Keinginan untuk membangun fasilitas digital berikut penyiapan SDM yang akan berperang
di alam maya dalam konteks counter opini dan penciptaan opini belum terlihat.
Tantangan
Kemlu
Tantangan yang kita hadapi saat
ini terkait ancaman dari dunia jauh lebih kompleks dibanding lima tahun lalu.
Setidaknya ada dua ancaman nyata yang merongrong kedaulatan negara di depan
mata.
Pertama, arus deras kampanye Papua
Merdeka di dunia maya. Meski saat ini Presiden Joko Widodo berupaya membangun
Papua dengan jargon "Papua Tanah Damai" — dan itu beliau tunjukkan
dengan berkali-kali berkunjung kesana — namun manuver aktivis-aktivis Papua
Merdeka, khususnya yang tergabung dalam The United Liberation Movement For
West Papua (ULMWP) di luar negeri melalui sosmed dan jaringan digital lainnya
terus meningkat.
Portal dan website yang
mendeskreditkan Pemerintah terus bermunculan. Isinya tak lain dari bully
terhadap Pemerintah Indonesia dan pemutarbalikan fakta. Langkah yang diambil
ULMWP ini benar dan tepat dalam konteks kepentingan mereka untuk menciptakan
opini, Indonesia tengah menjajah mereka.
Penulis mengatakan strategi ULMWP
dalam membangun opini dengan memanfaatkan kemajuan teknologi (digital) sudah
benar dan tepat. Strategi ini paling tidak sudah membuahkan hasil. Sebagian
negara-negara Pasifik Selatan kini berani memberikan dukungan atas misi Papua
Merdeka, baik yang secara terang-terangan maupun yang implisit.
Vanuatu misalnya, menyatakan
secara resmi mendukung kemerdekaan Papua. Kepulauan Solomon, setelah PM
Gordon Darcy yang pro-Indonesia mengalami kekalahan, PM pengganti Darcy
secara implisit mendukung OPM. Itu terlihat dari dibentuknya organisasi
Solomon Islands for West Papua (SIFWP). Hal serupa terjadi di Fiji, yang meskipun
dalam diplomasi above the line akrab dengan Jakarta, namun tahun lalu
kelompok masyarakat di sana meluncurkan Fiji Solidarity Movement for West
Papua Freedom.

□ □ □ □ □ □ □

| PERINTAH 1 |
Tolong salin persis seluruh baris dalam daftar di bawah ini, tetapi jangan sertakan gambarnya.
Kutipan di atas dan daftar di bawahnya berasal dari sumber yang berbeda.

□ □ □ □ □ □ □

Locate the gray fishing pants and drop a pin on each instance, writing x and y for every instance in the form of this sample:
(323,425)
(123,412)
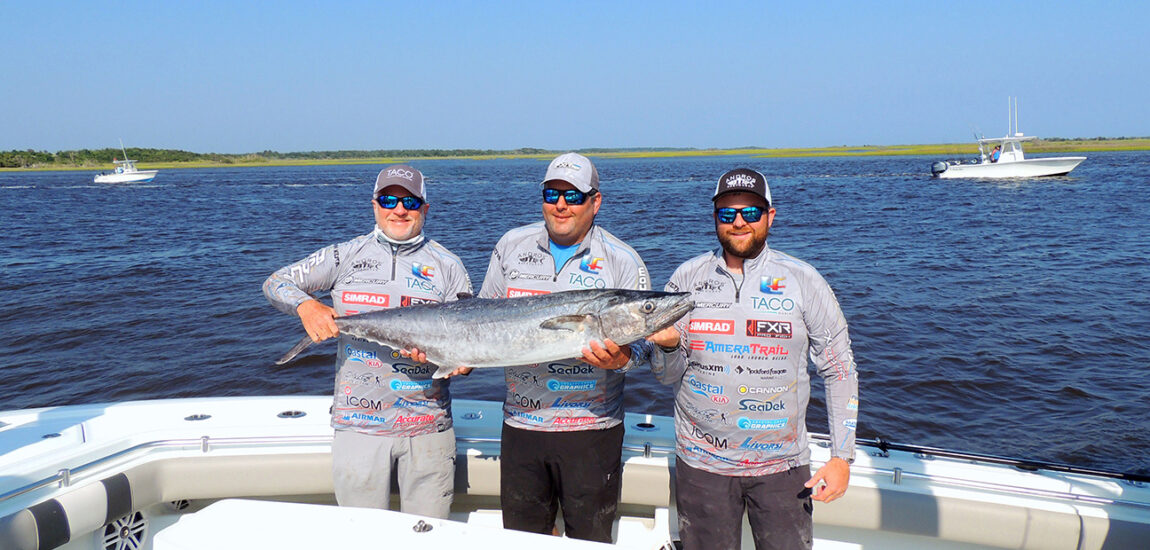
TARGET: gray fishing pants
(424,465)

□ □ □ □ □ □ □

| PERINTAH 2 |
Tentukan apakah setiap pernyataan berikut sesuai dengan kutipan tentang kampanye Papua Merdeka. Jawab ya atau tidak, lalu kutip persis kata-kata penentunya dari kutipan.
(a) Vanuatu secara resmi menyatakan dukungan bagi kemerdekaan Papua.
(b) Gordon Darcy adalah PM Kepulauan Solomon yang anti-Indonesia.
(c) Tantangan dari dunia saat ini lebih sederhana dibanding lima tahun lalu.

| JAWABAN 1 |
Locate the gray fishing pants and drop a pin on each instance, writing x and y for every instance in the form of this sample:
(323,425)
(123,412)
TARGET: gray fishing pants
(424,465)

| JAWABAN 2 |
(a) Ya: "Vanuatu misalnya, menyatakan secara resmi mendukung kemerdekaan Papua."
(b) Tidak: "PM Gordon Darcy yang pro-Indonesia mengalami kekalahan"
(c) Tidak: "jauh lebih kompleks dibanding lima tahun lalu"